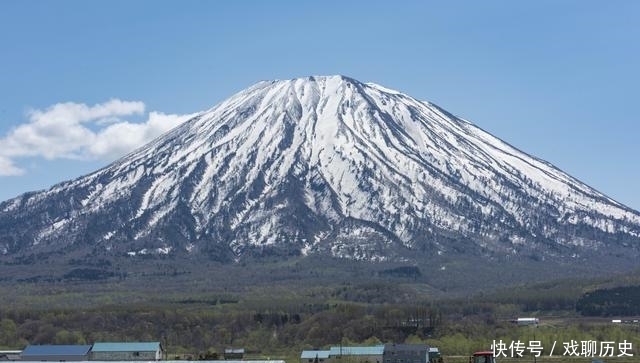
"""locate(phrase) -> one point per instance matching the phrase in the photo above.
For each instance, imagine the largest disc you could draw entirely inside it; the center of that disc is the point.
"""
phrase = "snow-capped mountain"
(322, 165)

* The task: Output the lines above verbatim, omitting the picture.

* Output for this exercise:
"""locate(phrase) -> one point per instance matching the phrase in the photo above.
For each instance, imagine the largest disc you could draw entirely inside it; the center of that disc is the point.
"""
phrase = "snow-capped mountain"
(322, 165)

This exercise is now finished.